** REQUIREMENT **
Your task is to restate word for word the lines of the listing below that start at the one containing "x=476, y=353" and run to the end; please add nothing.

:::::

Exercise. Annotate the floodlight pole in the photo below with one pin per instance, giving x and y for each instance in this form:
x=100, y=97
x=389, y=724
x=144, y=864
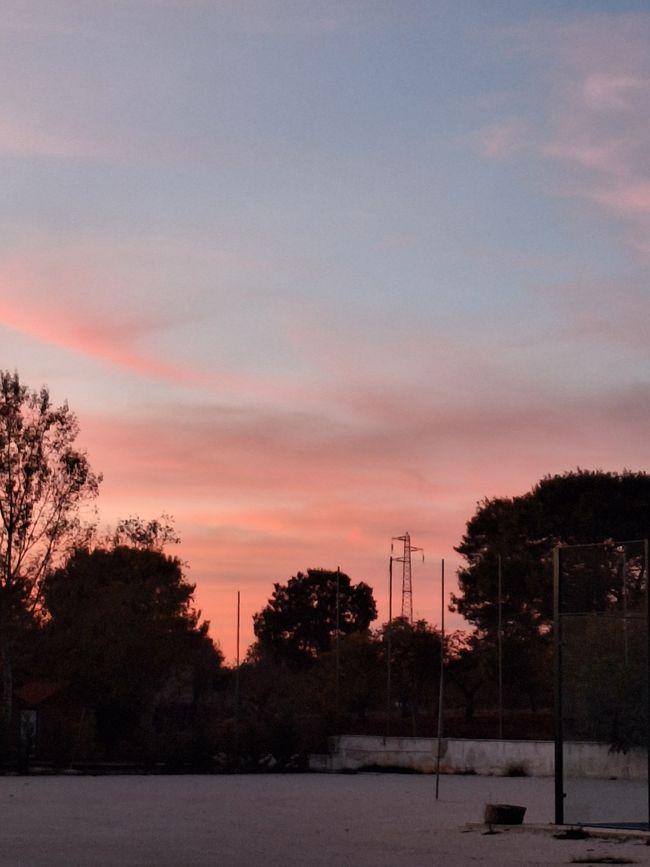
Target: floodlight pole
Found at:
x=500, y=647
x=236, y=713
x=441, y=692
x=338, y=647
x=559, y=733
x=389, y=631
x=647, y=630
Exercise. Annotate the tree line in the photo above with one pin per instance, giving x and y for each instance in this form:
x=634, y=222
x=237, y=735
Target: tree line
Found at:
x=111, y=620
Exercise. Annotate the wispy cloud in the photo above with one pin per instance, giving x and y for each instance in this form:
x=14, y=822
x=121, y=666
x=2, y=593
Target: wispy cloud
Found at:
x=595, y=114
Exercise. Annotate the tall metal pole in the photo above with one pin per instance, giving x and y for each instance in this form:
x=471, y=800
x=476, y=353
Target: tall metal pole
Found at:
x=389, y=631
x=647, y=659
x=236, y=713
x=559, y=730
x=441, y=692
x=500, y=650
x=337, y=646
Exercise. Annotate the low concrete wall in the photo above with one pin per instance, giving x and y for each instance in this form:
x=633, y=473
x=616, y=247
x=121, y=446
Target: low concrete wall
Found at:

:::::

** WRITTEN RESPONSE **
x=476, y=353
Target: tall metal pole
Found at:
x=389, y=631
x=647, y=659
x=236, y=713
x=559, y=730
x=441, y=692
x=500, y=650
x=337, y=646
Exercise. Annotate the low concrete wall in the photo above with one pin per instance, giving x and y for each instance in this form:
x=633, y=473
x=616, y=247
x=121, y=446
Target: low concrete wall
Found at:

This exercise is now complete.